• _Stated goal_:
Rewrite the entries below as a Markdown table with the columns Row and Text, putting each line in its own numbered row and omitting blank lines.

• _Records shown_:

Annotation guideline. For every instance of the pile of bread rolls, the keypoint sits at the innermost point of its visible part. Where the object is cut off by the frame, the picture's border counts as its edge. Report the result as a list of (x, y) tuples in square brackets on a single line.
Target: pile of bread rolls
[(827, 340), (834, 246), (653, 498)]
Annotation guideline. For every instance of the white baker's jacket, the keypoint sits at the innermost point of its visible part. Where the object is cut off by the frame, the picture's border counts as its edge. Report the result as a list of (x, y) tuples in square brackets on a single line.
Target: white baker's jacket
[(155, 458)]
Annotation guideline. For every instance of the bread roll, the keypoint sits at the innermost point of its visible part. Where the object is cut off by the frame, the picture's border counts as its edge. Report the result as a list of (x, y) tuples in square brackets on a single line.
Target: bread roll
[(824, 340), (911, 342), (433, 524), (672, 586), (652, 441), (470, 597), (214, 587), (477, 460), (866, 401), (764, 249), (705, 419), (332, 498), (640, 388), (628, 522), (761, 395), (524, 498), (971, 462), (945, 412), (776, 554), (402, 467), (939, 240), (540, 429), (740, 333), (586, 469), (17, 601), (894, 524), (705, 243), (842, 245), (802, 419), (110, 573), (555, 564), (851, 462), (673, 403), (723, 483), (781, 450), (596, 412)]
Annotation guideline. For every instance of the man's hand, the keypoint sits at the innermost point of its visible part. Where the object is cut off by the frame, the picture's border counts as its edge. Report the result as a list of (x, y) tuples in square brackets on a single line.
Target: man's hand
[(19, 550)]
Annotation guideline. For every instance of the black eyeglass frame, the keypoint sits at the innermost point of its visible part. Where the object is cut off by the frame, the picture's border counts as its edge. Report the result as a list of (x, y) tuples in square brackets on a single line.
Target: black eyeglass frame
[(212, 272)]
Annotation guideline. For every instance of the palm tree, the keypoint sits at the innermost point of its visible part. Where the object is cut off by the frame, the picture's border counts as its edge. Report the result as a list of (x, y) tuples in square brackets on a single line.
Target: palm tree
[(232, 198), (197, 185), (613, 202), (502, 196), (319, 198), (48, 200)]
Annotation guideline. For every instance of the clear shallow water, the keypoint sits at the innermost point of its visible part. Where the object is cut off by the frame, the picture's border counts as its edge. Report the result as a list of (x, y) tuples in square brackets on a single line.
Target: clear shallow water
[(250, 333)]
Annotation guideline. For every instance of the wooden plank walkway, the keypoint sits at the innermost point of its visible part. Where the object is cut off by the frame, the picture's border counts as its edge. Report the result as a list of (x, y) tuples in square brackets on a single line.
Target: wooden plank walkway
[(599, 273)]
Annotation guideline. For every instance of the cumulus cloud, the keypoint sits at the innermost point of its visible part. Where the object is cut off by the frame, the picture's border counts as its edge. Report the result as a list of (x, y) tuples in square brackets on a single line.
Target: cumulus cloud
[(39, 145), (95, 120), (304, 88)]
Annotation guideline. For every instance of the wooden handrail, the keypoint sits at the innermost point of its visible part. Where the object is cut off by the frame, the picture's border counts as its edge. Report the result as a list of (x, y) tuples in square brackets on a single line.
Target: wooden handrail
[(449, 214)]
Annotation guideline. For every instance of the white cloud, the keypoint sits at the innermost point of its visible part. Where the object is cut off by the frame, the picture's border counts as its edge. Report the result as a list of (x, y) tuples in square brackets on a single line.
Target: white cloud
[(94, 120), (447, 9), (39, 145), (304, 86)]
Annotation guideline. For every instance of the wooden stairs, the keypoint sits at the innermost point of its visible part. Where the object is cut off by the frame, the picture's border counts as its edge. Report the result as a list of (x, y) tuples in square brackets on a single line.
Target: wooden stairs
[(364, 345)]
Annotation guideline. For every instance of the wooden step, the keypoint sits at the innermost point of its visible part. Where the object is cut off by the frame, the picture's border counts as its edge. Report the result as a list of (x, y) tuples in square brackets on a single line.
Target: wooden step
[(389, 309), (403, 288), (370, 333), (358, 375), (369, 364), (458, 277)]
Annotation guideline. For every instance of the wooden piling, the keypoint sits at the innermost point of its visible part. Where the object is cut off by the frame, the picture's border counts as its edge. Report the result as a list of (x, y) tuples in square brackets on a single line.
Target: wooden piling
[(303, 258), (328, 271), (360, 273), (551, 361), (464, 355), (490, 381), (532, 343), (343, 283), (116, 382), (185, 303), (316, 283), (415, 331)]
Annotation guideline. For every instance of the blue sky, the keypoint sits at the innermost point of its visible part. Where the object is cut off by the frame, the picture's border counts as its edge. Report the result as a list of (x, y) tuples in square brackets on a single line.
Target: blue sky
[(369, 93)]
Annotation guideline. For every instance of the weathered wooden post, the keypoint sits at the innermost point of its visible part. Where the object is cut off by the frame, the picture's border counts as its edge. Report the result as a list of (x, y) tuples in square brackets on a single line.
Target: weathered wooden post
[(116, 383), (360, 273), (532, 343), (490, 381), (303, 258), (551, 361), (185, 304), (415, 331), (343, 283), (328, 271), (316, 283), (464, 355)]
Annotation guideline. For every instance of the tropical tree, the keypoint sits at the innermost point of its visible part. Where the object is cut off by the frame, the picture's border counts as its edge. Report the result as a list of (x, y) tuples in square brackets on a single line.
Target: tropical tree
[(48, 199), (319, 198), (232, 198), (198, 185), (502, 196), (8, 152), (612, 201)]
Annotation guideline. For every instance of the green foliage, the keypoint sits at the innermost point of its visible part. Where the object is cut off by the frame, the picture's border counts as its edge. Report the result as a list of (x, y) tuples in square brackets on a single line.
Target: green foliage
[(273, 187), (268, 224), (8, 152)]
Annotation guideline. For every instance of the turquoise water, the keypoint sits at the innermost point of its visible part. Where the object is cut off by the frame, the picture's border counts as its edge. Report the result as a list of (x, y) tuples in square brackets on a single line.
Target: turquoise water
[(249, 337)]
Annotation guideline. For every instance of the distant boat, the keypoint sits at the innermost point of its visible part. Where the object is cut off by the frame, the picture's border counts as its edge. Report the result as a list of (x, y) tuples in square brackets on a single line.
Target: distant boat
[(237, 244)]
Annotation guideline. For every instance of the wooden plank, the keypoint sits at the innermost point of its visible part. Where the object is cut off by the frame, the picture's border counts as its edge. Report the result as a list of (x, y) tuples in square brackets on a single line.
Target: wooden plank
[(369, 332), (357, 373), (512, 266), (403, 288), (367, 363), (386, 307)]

• _Result of this exercise_:
| Row | Text |
|---|---|
| 1 | Annotation guideline. For every instance of the pile of bread rolls, the keypoint sits at the innermost point of its visible part. Where the object is cut off by the frame, the picture's border counts as its edge. Report the result as a list of (x, y) tuples in square brackets on a single line. |
| 2 | Target: pile of bread rolls |
| 3 | [(827, 340), (834, 246), (653, 498)] |
| 4 | Annotation guideline. For every instance of the white baker's jacket, the keypoint sits at the innermost point of its visible part. Where the object is cut off by the frame, the picture's border counts as its edge. Report the result as a list of (x, y) tuples in square brackets on a single line. |
| 5 | Target: white baker's jacket |
| 6 | [(155, 458)] |
| 7 | Annotation guideline. For every instance of the bread roll, the keypoint sits at the innermost point of its visible part. Where the object is cut off by the frame, the picture's border counts as its edge. Report the result as a list of (x, y) tuples in square brackets on a single line. |
| 8 | Target: bread roll |
| 9 | [(824, 340), (911, 342), (433, 524), (672, 586), (652, 441), (470, 597), (214, 587), (477, 460), (866, 401), (764, 249), (705, 419), (332, 498), (640, 388), (628, 522), (761, 395), (524, 498), (971, 462), (945, 412), (776, 554), (402, 467), (939, 240), (540, 429), (740, 333), (586, 469), (17, 601), (894, 524), (705, 243), (842, 245), (802, 419), (110, 573), (555, 564), (851, 462), (673, 403), (723, 483), (781, 450), (596, 412)] |
| 10 | Annotation guideline. For every instance of the man's hand, the keypoint sits at the innermost point of its visible part. Where the object is cut off by the frame, the picture's border counts as its edge. Report the result as a list of (x, y) tuples in square brackets on a single line. |
| 11 | Target: man's hand |
| 12 | [(19, 550)] |
| 13 | Annotation guideline. For every instance of the black eyeglass frame, the keypoint sits at the innermost point of its visible part. Where the object is cut off by the frame, the picture's border counts as its edge. Report the result as a list of (x, y) tuples in square brackets on a single line. |
| 14 | Target: black eyeglass frame |
| 15 | [(212, 272)] |
| 16 | Annotation guideline. For every instance of the palm tree, the keypoint sits at the innermost point of its visible part. Where the object is cut off by the frame, the picture's border counts as its edge. Report the result as a list of (x, y) tuples in square brackets on a single line. |
| 17 | Target: palm tree |
| 18 | [(232, 198), (197, 185), (613, 202), (502, 196), (319, 198), (48, 200)] |
| 19 | Annotation guideline. For every instance of the clear shallow water, the keypoint sits at the innermost point of its visible part. Where the object is cut off by the frame, the picture's border counts as its edge. Report the result as a list of (x, y) tuples in square brackets on a single line. |
| 20 | Target: clear shallow water |
| 21 | [(250, 333)] |
| 22 | Annotation guideline. For every instance of the wooden plank walkway, the keypoint sits at the innermost point of its visible part. Where the object is cut off by the frame, the picture's border counts as its edge. Report the result as a list of (x, y) tuples in square brackets on a single line. |
| 23 | Target: wooden plank walkway |
| 24 | [(599, 273)] |
| 25 | Annotation guideline. For every instance of the cumulus cloud, the keypoint sits at the innermost point of its visible part. Where the object is cut off by the frame, the picture's border counts as its edge. Report the result as a list of (x, y) tuples in square brackets on a single line. |
| 26 | Target: cumulus cloud |
| 27 | [(39, 145), (95, 120), (304, 88)] |
| 28 | Annotation guideline. For every instance of the wooden handrail, the keypoint sits at the innermost point of its visible part. Where the object is cut off by the frame, the picture's border counts as its edge. Report the result as a list of (x, y) tuples in square brackets on a single line. |
| 29 | Target: wooden handrail |
| 30 | [(449, 214)] |
| 31 | Annotation guideline. For every instance of the white cloud, the keypoint sits at the innermost point of its visible part. Where the object is cut off by the frame, the picture's border counts as its edge. Report the result as a list of (x, y) tuples in square brackets on a single line. |
| 32 | Target: white cloud |
| 33 | [(94, 120), (447, 9), (39, 145), (304, 86)] |
| 34 | Annotation guideline. For every instance of the wooden stairs, the keypoint sits at the innermost point of its visible part. Where the object is cut off by the frame, the picture's border counts as its edge. Report the result as a list of (x, y) tuples in square brackets on a single line. |
| 35 | Target: wooden stairs |
| 36 | [(364, 345)] |
| 37 | Annotation guideline. For every instance of the wooden step, the keypoint sits at the innermost point of its visible part. Where the object is cut off by the frame, the picture's border counts as its edge. Report the result as a list of (x, y) tuples in square brackets on a single line. |
| 38 | Target: wooden step |
| 39 | [(389, 309), (403, 288), (370, 333), (358, 375), (369, 364), (458, 277)] |
| 40 | Annotation guideline. For every instance of the wooden piling, the keypoint sits at the innermost point of its visible part. Where the object is cut off by the frame, the picture's border counts as its edge. Report the result as a list of (x, y) tuples in square brackets on a single line. |
| 41 | Target: wooden piling |
| 42 | [(303, 258), (328, 271), (360, 273), (551, 361), (464, 355), (490, 381), (532, 343), (343, 283), (116, 382), (185, 303), (316, 283), (415, 331)] |
| 43 | Annotation guideline. For every instance of the blue sky, the keypoint sits at the innermost point of its visible part. Where the object is cut off by the frame, the picture's border counts as its edge. Report the result as a list of (x, y) tuples in square brackets on a single line. |
| 44 | Target: blue sky |
| 45 | [(369, 93)] |
| 46 | Annotation guideline. For every instance of the weathered wooden post, the keypoint sits at the innermost point of its visible part. Where the object is cut off by the frame, the picture's border counts as its edge. Report the result as a list of (x, y) tuples in square brackets on a single line. |
| 47 | Target: weathered wooden post |
| 48 | [(116, 383), (360, 273), (532, 343), (490, 381), (303, 258), (551, 361), (185, 304), (415, 331), (343, 283), (328, 271), (316, 283), (464, 355)] |
| 49 | Annotation guideline. For every instance of the tropical tree, the keypoint sits at the innermost point of its visible part. Where the object is cut off by the frame, the picture's border counts as its edge. Report the result as a list of (x, y) tuples in square brackets on a single line. |
| 50 | Target: tropical tree |
| 51 | [(48, 199), (319, 198), (232, 198), (198, 185), (502, 196), (8, 152), (612, 201)] |
| 52 | Annotation guideline. For every instance of the green foliage, the keypoint sits at the innermost point of its visible part. Where the object is cut off by the frame, the picture's border counts as its edge. Report the result as a list of (x, y) tuples in square brackets on a single line. |
| 53 | Target: green foliage |
| 54 | [(273, 187), (268, 224), (8, 152)] |
| 55 | Annotation guideline. For every instance of the turquoise water, the keypoint sits at the innermost point of its visible part. Where the object is cut off by the frame, the picture's border counts as its edge. Report the result as a list of (x, y) tuples in square brackets on a single line. |
| 56 | Target: turquoise water |
| 57 | [(249, 337)] |
| 58 | Annotation guideline. For every instance of the distant boat, the keypoint sits at the innermost point of its visible part. Where the object is cut off by the frame, the picture's border counts as its edge. Report the result as a list of (x, y) tuples in square brackets on a single line. |
| 59 | Target: distant boat |
| 60 | [(237, 244)] |
| 61 | Annotation guideline. For every instance of the wooden plank, the keypoint sits at the innermost point of its visible part. Where the object is cut off by the frame, the picture's border counts as its edge. Report the result as a list of (x, y) tuples in square brackets on a single line. |
| 62 | Target: wooden plank |
| 63 | [(369, 332), (357, 373), (512, 266), (403, 288), (367, 363), (386, 307)] |